# [SOURCE TEXT]
======
Sort-of-UPDATE 3: And for anyone wondering whether the games featured in this post really do use true isometric projection, Adam Banks discusses this in a blog post.

UPDATE 2: At the time of writing (10:51 GMT+1), EDGE has now been pulled—again—from the App Store, this time on a worldwide basis. We now have a fuller story on this development.

UPDATE: I spoke to David Papazian of Mobigame, who told us that during discussions with Langdell, with the aim of settling amicably, Langdell not only proposed conditions unacceptable to Mobigame, but also stated the company had set out to copy one of EDGE’s most popular titles, Bobby Bearing. When Mobigame mentioned Marble Madness, Langdell even claimed his 1986 effort was actually completed before 1984’s Marble Madness and that Atari’s game is the clone. (I myself interviewed Marble Madness creator Mark Cerny a year or so back, and given the nature of how that game came to be—it actually started life as a mini-golf game—I find it hugely unlikely that this could be the case, even when you don’t take into account the two or more years between the games’ release dates.)

During investigative conversations between Mobigame and Bobby Bearing’s creators, questions have been raised as to rights ownership, with the game’s creators claiming they own the rights, not EDGE Games; furthermore, they do not consider Bobby Bearing and Edge similar games, which, having played both, I entirely agree with. Even on a superficial basis, there’s little similarity, bar the viewpoint.

Compromise was almost reached in May with Mobigames saying they’d rename their game Edgy in some territories, but discussions broke down, culminating in Langdell registering that trademark himself in the USA. Here’s hoping the ‘macho posturing’ doesn’t lead to Edge being removed from the store again. The $4.99 effort is one of the finest titles we’ve played this month. [Edge App Store link]

Oh, how we all love you, Tim Langdell. You sit there on the IGDA (International Game Developers Association) board, and boast about your 30 years of experience in the gaming industry. And yet you seemingly spend your life suing the crap out of anyone with the audacity to use the word ‘edge’ in gaming, due to trademark ownership relating to your videogame company, EDGE Games.

For this reason, Mobigame’s Edge was pulled from the App Store in May (it’s now returned), and Langdell now has his sights set on console game Edge of Twilight (no, we’re not kidding, sadly). Unfortunately, he’s also not quite done with the Edge iPhone game.
======
Stored items:
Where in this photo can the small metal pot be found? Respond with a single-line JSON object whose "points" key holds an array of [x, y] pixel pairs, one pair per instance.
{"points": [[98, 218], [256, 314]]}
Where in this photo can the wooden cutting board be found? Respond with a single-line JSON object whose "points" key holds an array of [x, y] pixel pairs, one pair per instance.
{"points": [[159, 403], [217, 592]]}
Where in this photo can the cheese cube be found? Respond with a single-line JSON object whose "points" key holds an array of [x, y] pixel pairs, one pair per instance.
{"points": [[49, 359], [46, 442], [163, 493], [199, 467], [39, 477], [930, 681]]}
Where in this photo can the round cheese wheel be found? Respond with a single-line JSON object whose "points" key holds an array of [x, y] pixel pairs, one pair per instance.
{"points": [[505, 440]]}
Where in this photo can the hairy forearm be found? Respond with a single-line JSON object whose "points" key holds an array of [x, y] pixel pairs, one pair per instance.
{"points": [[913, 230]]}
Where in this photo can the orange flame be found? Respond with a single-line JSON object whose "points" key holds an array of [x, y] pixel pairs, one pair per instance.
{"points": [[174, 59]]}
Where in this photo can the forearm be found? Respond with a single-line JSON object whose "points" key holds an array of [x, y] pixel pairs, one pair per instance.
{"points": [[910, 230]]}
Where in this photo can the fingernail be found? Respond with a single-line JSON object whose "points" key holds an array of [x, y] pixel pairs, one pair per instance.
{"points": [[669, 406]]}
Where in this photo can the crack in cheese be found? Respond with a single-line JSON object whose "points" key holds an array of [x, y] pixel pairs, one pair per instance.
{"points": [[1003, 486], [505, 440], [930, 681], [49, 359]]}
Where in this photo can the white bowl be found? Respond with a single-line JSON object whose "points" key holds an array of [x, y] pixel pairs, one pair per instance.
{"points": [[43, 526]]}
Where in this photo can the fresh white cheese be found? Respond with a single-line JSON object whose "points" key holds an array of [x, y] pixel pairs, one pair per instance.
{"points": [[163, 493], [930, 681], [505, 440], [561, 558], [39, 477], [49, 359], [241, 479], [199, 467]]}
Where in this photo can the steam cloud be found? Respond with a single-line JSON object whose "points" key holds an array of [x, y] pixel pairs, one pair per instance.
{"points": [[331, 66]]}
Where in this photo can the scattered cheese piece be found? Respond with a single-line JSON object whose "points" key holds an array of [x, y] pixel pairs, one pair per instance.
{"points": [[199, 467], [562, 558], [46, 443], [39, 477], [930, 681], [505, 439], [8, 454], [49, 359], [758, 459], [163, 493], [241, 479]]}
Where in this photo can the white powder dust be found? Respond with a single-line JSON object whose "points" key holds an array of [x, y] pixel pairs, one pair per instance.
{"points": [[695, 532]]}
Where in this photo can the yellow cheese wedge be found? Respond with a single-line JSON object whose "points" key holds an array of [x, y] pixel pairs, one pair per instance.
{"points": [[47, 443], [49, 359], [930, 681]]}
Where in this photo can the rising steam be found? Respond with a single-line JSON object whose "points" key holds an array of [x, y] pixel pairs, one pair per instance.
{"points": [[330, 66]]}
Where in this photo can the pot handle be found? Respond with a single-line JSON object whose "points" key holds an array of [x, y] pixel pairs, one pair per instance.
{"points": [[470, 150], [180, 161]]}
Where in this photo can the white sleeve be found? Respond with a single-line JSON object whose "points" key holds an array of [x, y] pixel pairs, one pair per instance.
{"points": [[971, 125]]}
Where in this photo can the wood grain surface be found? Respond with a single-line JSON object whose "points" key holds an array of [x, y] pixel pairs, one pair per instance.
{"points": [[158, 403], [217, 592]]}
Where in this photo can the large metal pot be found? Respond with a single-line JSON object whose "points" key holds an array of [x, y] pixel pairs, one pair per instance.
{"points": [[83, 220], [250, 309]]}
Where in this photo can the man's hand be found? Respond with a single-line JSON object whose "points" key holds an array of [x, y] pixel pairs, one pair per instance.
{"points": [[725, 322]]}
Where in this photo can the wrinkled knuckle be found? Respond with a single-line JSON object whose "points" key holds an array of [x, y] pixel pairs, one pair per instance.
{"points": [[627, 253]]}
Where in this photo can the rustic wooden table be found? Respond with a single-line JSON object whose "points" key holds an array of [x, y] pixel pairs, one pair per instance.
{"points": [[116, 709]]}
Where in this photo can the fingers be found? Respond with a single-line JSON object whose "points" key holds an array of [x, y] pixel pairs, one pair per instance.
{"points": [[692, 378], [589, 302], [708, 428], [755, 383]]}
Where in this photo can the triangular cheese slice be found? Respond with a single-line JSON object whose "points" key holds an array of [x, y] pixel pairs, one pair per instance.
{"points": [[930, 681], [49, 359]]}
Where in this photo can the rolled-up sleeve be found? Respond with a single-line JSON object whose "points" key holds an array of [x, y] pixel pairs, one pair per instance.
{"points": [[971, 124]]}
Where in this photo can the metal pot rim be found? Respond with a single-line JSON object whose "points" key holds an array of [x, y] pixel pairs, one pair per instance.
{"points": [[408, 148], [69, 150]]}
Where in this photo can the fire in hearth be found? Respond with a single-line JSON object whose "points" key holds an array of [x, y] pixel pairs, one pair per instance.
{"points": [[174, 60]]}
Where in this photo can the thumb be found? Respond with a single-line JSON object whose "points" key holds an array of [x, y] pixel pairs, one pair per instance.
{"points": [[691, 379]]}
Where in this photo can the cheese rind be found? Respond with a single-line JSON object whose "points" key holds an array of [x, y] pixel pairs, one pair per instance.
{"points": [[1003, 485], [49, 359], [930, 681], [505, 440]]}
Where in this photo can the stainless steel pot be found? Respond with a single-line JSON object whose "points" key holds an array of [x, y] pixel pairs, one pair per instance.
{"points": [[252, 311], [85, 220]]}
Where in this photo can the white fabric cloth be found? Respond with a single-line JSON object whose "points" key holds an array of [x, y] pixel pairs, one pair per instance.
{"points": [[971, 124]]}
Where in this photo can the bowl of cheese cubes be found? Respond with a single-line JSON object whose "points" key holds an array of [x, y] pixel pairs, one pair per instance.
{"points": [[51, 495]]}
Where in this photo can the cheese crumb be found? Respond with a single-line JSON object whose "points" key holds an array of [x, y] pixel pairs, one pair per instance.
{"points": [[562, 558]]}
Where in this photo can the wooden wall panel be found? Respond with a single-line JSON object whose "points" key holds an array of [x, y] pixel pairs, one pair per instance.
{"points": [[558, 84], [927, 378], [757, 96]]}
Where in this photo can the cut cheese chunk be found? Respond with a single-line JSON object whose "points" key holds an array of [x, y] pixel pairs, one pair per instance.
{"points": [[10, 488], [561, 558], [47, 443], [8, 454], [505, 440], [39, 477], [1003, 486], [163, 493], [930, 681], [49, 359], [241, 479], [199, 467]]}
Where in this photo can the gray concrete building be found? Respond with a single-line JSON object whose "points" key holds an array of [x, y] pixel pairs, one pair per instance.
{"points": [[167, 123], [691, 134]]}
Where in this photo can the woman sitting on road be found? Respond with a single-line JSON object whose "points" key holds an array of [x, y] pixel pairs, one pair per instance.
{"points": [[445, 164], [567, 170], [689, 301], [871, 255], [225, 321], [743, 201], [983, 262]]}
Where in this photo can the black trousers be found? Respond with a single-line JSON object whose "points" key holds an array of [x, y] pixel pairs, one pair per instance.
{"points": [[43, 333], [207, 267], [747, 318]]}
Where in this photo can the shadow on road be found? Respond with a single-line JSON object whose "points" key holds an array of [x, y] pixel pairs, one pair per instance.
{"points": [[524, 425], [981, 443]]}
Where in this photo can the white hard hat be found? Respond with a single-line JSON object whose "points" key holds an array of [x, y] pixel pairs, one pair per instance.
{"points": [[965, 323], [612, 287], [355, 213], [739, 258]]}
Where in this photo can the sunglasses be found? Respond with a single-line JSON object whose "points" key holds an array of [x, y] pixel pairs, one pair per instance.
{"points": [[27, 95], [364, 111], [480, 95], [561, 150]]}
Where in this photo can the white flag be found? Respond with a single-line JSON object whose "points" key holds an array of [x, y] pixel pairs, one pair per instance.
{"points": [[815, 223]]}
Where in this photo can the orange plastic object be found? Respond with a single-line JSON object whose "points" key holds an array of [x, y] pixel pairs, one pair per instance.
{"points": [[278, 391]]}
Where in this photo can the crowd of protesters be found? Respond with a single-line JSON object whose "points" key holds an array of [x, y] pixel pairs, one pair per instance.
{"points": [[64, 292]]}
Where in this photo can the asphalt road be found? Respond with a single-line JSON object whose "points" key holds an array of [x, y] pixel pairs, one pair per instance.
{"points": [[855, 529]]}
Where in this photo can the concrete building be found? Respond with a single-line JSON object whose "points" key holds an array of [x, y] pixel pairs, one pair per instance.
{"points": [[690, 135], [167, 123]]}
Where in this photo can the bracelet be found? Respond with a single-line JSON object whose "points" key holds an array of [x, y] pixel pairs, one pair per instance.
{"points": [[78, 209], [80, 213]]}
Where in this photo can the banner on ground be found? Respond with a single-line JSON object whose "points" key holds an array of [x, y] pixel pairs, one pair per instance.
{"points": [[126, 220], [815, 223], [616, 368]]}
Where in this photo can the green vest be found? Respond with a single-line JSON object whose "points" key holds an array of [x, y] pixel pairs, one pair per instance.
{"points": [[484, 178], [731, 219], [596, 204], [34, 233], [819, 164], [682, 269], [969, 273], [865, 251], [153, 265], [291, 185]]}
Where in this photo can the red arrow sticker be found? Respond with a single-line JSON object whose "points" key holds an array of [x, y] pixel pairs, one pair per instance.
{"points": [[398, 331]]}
======
# [WORK TO COMPLETE]
- 1) Answer these questions using the post about the Edge trademark dispute:
(a) What name did Mobigame say it would give its game in some territories?
(b) What is the price of Edge on the App Store?
(c) Which console game is Langdell now targeting?
- 2) Can you summarize the post about the Edge trademark dispute in two sentences?
- 3) Reproduce the part of the post about the Edge trademark dispute between "Oh, how we all" and "Edge iPhone game.", inclusive.

# [EXPECTED OUTPUTS]
- 1)
(a) Edgy
(b) $4.99
(c) Edge of Twilight

- 2) Mobigame's iPhone game Edge was pulled from the App Store in May over Tim Langdell's trademark claims tied to his company EDGE Games, and it has since been pulled again, this time worldwide. Settlement talks broke down after Langdell proposed conditions Mobigame found unacceptable and said Mobigame had copied Bobby Bearing, a game whose creators say they, not EDGE Games, own the rights.

- 3)
Oh, how we all love you, Tim Langdell. You sit there on the IGDA (International Game Developers Association) board, and boast about your 30 years of experience in the gaming industry. And yet you seemingly spend your life suing the crap out of anyone with the audacity to use the word ‘edge’ in gaming, due to trademark ownership relating to your videogame company, EDGE Games.

For this reason, Mobigame’s Edge was pulled from the App Store in May (it’s now returned), and Langdell now has his sights set on console game Edge of Twilight (no, we’re not kidding, sadly). Unfortunately, he’s also not quite done with the Edge iPhone game.